— Start of Selected extract —

Interview, Rhea Gupte -

The Visual Poet

Rhea! How much do you value the human expression?

I feel I value human expression above anything else. I value love above anything else and feel it is the finest specimen of human expression. Love, I feel, transcends into the work that I do, the love for creating each day, in my writing, photography and digital art.

With the advent of digital art, there is a greater hope for the storytelling impulse to be always there. The dynamic that you work with suggests that as well. Where did it begin for you, the impulse of telling a story?

I feel it began as a kid. Around the age of 8 or 9 I wrote my first poem and have been writing ever since. I used to make up characters and stories and write chapters of novels which I hoped to one day turn into an animated series. I have been hugely influenced by cartoons and Japanese anime growing up. I actually wanted to pursue animation when I was in school and that’s when I learnt how to use all the softwares, everything from photoshop to 3DsMAX, very early on. However, that still remains a dream I may pursue someday. I started modelling part time on the side after school and started working as a stylist and creative director on projects as well. I did that for a long time and only picked up the camera, myself, about two years ago. So I still feel like a baby when it comes to photography. There is so much I want to learn and so much I want to narrate. In all my work, the aspect of storytelling has always been important to me. As a model I’d be a character and think beyond just wearing the clothes, as a stylist I wanted to develop moods and emotions and as a photographer, I feel I can communicate my world and thoughts through images.

..and how much of that helped you to become an individual?

— End of Selected extract —
— Start of Record list —

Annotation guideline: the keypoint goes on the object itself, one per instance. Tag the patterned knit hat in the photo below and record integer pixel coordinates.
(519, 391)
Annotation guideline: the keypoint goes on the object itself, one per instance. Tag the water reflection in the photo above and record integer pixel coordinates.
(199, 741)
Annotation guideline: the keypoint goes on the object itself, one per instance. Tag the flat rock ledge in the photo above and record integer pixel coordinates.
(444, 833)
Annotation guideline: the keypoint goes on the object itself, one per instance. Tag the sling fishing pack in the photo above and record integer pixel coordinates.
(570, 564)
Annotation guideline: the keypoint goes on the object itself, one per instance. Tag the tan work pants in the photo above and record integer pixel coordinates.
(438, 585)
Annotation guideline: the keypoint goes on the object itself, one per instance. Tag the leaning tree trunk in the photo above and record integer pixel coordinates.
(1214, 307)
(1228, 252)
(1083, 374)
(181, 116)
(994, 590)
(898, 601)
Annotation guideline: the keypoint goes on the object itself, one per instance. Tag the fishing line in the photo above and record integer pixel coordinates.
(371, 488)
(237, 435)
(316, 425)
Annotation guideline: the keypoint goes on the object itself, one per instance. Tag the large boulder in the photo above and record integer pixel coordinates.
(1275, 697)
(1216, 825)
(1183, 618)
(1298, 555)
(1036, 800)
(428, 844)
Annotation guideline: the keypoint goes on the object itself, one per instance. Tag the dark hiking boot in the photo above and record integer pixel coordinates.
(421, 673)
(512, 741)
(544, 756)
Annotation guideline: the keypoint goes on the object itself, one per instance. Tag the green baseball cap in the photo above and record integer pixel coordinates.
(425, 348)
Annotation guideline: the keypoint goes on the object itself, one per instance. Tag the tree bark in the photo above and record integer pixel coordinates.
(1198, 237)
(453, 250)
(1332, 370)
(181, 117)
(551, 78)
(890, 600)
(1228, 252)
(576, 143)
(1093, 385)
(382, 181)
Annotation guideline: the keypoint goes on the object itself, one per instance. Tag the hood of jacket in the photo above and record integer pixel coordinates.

— End of Record list —

◆ Tasks to complete ◆
#1 Turn the paragraph of the interview that opens "I feel it began as a kid" into a short bulleted list that keeps its main facts.
#2 For each statement, say whether the interview supports it, answering yes or no and quoting the words that decide it.
(a) She wrote her first poem at around 8 or 9 years old.
(b) She has been taking photographs for more than ten years.
(c) She values love above anything else.
The entries have nothing to do with the interview.

◆ Outputs ◆
#1
- She wrote her first poem at about 8 or 9 and has kept writing since.
- As a child she made up characters and stories and wrote novel chapters she hoped to turn into an animated series.
- Cartoons and Japanese anime shaped her a great deal.
- She wanted to study animation in school, so she learned software from Photoshop to 3DsMAX early; animation is still a dream she may follow someday.
- After school she modeled part time and worked as a stylist and creative director for a long time.
- She started taking photos herself only about two years ago and still feels new to it, with much to learn.
- Storytelling matters in all her work: as a model she played a character, as a stylist she built moods and emotions, and as a photographer she shares her world and thoughts through images.

#2
(a) Yes: "Around the age of 8 or 9 I wrote my first poem"
(b) No: "only picked up the camera, myself, about two years ago"
(c) Yes: "I value love above anything else"